▸ Exercise task A: According to the page excerpt about song tone, which API was used to analyze the tone of each song's lyrics?

▸ Page excerpt:
○ ○ ○ ○
Each song title’s color represents the overall positive, negative or neutral “tone” of the song. Is a song’s lyrics happy or sad? Thinking about how to tackle this fair question was one of the first technical choices I had to make. After considering and testing many technologies (manually detecting tone with something like Python’s Natural Language Toolkit or using an existing API), I decided to use IBM Watson’s tone analyzer API. Each song’s was run through the API and I simply took the tone results (words like “joy” and “sadness” and “analytical”) and coded them as positive or negative or neutral. It’s pretty reductive, but gets across the gist of it. For 300+ songs, and a lot of other data points to consider, this felt like a logical choice.
But the effect the music has on an audience isn’t just based on the lyrics. The music itself is at least as important. After much technical consideration, again I chose a major API to do the heavy lifting for me. I used Spotify’s API to pull various measurements of the music itself. I decided to focus in on every song’s “energy”, “danceability”, and “valence” score and created a simple visualization to capture each. Bar size represents “energy”, the little cross-hatch indicator is “danceability” and color once again represents positivity or negativity of, in this case, the “valence”. You can see Jimi Hendrix’s set in the image below – just to the left and down from the word “MUSIC”. His music was very high energy, not very danceable, and just one song had high valence.
Originally, I had a big question: which affects the overall experience more – the lyrics or the sound of the music? I was going to create some sort of algorithm so people could play with their own answer to that question and see some sort of overall score (I don’t hear lyrics, just music, so the algorithm would ignore lyrics and make the importance of the music tonality much stronger for me, for example) but I abandoned this very quickly for a few reasons:
- I pulled lyrics from a variety of sources and I’m not 100% confident in the quality/accuracy of the lyrics for each song. As an example there were a TON of spelling inconsistencies!
○ ○ ○ ○
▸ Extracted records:
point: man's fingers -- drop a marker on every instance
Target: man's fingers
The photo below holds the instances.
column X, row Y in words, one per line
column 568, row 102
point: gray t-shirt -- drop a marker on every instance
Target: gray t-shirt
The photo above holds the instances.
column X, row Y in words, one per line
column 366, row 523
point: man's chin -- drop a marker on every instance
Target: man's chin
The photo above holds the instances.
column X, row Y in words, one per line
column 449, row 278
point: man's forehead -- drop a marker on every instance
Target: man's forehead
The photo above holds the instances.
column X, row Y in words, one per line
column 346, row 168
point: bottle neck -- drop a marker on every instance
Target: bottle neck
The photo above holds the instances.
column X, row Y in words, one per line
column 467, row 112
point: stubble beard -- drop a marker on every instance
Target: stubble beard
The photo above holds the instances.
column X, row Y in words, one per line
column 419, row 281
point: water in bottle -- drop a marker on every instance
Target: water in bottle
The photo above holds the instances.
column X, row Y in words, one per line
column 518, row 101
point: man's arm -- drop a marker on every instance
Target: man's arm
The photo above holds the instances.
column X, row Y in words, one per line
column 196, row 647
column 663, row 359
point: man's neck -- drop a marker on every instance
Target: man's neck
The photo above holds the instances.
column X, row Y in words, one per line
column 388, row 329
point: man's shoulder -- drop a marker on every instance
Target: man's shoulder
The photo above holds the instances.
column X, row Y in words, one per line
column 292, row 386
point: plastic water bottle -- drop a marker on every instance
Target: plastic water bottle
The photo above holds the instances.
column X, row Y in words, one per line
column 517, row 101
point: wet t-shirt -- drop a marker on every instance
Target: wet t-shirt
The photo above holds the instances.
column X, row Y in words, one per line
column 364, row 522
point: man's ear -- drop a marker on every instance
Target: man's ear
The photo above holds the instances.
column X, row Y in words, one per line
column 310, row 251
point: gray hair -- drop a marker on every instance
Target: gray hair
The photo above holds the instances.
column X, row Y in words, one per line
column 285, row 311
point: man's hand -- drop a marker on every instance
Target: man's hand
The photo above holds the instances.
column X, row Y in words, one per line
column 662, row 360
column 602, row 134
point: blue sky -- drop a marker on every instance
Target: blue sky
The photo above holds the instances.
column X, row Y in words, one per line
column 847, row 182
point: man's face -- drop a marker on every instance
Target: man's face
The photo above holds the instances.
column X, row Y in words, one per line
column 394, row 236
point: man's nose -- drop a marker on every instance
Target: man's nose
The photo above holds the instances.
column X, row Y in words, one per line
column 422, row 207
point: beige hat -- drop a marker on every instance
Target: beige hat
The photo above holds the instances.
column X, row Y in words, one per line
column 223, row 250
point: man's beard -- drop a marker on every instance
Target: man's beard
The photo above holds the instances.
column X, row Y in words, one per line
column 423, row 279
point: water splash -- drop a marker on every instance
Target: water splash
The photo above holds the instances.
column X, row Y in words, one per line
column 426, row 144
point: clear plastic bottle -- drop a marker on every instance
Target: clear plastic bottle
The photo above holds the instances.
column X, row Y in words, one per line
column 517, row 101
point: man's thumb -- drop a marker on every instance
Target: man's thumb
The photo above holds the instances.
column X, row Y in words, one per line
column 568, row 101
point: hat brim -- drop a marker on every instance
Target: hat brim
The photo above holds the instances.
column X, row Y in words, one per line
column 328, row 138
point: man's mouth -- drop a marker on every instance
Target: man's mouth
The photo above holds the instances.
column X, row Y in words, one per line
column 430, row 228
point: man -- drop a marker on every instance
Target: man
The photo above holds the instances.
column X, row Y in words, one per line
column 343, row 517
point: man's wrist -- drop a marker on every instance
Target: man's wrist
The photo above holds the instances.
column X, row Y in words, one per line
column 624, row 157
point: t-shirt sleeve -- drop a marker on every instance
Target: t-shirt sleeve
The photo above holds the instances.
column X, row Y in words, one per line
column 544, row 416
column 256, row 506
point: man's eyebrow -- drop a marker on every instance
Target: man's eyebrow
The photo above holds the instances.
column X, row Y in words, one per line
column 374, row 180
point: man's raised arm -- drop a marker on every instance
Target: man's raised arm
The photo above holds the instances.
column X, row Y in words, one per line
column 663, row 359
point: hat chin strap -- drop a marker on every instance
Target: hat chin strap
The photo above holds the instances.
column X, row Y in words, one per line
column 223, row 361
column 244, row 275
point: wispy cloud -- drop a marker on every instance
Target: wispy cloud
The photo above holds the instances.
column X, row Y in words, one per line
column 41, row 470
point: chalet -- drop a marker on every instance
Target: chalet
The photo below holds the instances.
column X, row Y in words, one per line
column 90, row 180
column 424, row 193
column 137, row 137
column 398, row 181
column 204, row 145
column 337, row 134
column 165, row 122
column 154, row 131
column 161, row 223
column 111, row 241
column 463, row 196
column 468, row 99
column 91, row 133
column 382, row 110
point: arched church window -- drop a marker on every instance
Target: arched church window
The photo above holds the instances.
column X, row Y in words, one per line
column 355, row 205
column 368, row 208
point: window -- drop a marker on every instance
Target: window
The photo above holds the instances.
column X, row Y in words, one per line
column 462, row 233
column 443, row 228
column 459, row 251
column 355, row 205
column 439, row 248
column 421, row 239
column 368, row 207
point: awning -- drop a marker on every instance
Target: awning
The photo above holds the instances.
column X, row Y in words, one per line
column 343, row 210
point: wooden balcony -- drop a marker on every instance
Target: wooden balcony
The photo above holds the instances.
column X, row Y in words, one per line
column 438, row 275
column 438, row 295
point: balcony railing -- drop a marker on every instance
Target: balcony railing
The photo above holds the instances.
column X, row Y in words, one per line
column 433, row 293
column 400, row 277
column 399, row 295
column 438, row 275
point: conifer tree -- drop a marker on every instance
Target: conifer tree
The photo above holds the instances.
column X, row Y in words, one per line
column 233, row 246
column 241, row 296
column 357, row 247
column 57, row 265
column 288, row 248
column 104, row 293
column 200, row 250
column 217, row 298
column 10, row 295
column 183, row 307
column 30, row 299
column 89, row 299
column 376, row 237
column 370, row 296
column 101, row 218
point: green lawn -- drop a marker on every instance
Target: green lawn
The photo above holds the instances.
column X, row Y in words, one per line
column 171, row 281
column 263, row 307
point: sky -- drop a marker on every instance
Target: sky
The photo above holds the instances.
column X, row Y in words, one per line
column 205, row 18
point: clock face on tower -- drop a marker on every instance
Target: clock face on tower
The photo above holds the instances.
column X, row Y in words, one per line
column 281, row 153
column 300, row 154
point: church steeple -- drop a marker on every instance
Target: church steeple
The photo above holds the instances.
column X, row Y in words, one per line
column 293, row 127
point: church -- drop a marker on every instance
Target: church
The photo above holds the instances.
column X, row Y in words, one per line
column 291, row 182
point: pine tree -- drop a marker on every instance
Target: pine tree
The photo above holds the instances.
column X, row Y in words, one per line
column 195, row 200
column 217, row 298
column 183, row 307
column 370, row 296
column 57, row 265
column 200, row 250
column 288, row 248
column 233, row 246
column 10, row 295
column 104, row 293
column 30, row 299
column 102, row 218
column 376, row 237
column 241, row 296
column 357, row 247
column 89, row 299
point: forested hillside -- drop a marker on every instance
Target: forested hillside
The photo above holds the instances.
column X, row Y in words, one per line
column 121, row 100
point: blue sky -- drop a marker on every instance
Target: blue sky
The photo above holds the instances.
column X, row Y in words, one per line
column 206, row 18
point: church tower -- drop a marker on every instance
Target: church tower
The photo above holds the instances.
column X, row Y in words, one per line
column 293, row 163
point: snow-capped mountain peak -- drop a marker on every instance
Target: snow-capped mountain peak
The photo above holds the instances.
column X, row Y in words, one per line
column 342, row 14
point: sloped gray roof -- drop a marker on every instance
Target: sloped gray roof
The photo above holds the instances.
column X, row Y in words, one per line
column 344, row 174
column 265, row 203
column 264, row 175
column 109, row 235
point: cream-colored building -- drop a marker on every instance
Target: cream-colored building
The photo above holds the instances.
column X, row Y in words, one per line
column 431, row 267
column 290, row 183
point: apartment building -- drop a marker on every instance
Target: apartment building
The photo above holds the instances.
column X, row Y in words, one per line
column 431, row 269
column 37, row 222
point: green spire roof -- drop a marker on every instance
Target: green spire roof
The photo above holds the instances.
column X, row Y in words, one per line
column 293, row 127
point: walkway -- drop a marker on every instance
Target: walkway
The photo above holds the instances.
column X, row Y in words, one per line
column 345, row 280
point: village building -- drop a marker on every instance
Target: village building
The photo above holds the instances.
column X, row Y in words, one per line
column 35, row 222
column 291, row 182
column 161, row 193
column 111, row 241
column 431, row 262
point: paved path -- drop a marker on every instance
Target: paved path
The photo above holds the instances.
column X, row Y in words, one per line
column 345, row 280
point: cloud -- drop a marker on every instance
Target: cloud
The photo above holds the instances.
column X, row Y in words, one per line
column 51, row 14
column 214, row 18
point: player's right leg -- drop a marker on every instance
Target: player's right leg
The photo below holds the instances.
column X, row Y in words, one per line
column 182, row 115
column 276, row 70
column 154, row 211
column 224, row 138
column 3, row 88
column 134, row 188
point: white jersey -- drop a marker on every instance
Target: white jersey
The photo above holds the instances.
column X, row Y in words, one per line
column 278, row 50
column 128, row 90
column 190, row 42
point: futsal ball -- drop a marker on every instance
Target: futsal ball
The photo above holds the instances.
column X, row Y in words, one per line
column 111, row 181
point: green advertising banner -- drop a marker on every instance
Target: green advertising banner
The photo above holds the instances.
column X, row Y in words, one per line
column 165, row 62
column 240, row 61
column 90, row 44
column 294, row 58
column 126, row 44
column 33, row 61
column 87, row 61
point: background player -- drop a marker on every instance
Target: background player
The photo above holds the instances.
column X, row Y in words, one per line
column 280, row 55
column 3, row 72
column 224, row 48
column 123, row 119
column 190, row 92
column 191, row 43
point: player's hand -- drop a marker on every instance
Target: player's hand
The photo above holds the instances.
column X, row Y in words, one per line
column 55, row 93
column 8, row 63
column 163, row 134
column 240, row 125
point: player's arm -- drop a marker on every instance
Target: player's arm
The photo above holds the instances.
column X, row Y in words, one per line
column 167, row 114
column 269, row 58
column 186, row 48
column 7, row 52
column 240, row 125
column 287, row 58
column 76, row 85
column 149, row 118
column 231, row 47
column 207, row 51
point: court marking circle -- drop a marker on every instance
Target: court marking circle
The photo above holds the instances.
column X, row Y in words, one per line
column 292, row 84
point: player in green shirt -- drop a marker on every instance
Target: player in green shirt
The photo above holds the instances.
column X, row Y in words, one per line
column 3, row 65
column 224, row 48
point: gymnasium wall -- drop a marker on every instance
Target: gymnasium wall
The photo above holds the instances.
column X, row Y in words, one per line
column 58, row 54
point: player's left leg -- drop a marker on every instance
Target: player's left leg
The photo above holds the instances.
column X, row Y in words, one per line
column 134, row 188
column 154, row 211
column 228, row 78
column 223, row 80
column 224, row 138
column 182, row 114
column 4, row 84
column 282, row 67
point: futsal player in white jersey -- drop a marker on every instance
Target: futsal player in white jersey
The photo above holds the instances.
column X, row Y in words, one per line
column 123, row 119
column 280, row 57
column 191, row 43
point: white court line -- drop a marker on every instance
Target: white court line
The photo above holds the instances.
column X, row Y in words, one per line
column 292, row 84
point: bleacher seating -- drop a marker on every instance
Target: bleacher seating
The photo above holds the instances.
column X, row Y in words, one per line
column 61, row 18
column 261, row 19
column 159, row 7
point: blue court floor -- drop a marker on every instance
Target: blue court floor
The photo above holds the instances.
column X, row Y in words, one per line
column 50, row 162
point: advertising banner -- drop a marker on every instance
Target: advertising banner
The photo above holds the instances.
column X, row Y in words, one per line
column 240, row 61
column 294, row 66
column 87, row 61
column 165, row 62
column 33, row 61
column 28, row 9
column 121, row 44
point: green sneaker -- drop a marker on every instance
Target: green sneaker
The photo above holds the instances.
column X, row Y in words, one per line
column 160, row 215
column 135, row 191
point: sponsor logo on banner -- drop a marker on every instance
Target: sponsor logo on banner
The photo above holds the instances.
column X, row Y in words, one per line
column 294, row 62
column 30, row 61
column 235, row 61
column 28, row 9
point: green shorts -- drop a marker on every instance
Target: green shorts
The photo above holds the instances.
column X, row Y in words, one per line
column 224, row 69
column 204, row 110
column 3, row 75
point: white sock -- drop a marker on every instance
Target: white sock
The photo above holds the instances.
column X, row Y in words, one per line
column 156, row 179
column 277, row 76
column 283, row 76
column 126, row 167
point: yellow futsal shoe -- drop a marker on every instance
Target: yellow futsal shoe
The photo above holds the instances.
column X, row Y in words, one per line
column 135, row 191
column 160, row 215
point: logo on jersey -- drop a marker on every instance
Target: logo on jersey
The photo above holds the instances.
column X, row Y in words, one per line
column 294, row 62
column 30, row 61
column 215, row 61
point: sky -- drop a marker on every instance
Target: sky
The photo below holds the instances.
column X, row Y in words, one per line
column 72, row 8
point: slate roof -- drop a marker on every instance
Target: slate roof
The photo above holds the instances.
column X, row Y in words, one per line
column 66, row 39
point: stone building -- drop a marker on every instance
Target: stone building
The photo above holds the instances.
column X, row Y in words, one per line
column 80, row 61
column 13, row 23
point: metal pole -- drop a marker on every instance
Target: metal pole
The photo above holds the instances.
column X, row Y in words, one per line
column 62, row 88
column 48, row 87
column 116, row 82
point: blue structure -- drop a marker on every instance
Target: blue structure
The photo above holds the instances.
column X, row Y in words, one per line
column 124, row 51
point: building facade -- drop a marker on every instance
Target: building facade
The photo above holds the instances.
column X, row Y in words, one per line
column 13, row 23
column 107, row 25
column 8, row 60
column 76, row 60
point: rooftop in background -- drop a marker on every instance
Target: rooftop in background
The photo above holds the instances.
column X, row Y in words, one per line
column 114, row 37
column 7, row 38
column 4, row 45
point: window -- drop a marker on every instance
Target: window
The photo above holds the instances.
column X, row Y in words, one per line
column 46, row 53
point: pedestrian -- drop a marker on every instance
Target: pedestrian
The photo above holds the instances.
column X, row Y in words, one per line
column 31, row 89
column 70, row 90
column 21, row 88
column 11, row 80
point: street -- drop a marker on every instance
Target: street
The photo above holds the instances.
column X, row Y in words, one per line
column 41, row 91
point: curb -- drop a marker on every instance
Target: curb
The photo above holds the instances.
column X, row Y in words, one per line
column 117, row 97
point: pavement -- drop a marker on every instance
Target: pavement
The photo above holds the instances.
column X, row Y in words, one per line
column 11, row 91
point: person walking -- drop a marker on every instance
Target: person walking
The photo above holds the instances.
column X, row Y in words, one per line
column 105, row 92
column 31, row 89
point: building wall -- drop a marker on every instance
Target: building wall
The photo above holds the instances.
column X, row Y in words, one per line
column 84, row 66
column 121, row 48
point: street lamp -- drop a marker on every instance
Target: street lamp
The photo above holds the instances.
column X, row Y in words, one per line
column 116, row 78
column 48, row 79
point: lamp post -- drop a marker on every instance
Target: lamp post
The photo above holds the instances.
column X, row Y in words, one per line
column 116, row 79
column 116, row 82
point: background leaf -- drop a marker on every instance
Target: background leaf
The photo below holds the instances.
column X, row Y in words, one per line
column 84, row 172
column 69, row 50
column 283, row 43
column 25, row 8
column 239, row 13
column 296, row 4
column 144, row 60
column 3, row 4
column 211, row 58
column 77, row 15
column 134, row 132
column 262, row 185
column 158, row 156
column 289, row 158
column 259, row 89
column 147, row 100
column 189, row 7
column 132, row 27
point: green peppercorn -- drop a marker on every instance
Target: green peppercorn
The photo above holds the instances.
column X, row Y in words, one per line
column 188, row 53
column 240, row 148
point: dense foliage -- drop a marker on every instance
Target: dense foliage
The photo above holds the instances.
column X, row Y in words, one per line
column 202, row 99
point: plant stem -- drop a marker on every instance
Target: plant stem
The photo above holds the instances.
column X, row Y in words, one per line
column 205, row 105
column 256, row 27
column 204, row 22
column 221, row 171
○ ○ ○ ○
▸ Exercise task B: Give as a numbered list the lines of the records, beginning with the first line of the records and going on through the line that contains "column 419, row 281". Leave out blank lines.

▸ Expected output A: IBM Watson's tone analyzer API.

▸ Expected output B:
1. point: man's fingers -- drop a marker on every instance
2. Target: man's fingers
3. The photo below holds the instances.
4. column X, row Y in words, one per line
5. column 568, row 102
6. point: gray t-shirt -- drop a marker on every instance
7. Target: gray t-shirt
8. The photo above holds the instances.
9. column X, row Y in words, one per line
10. column 366, row 523
11. point: man's chin -- drop a marker on every instance
12. Target: man's chin
13. The photo above holds the instances.
14. column X, row Y in words, one per line
15. column 449, row 278
16. point: man's forehead -- drop a marker on every instance
17. Target: man's forehead
18. The photo above holds the instances.
19. column X, row Y in words, one per line
20. column 346, row 168
21. point: bottle neck -- drop a marker on every instance
22. Target: bottle neck
23. The photo above holds the instances.
24. column X, row Y in words, one per line
25. column 467, row 112
26. point: stubble beard -- drop a marker on every instance
27. Target: stubble beard
28. The photo above holds the instances.
29. column X, row Y in words, one per line
30. column 419, row 281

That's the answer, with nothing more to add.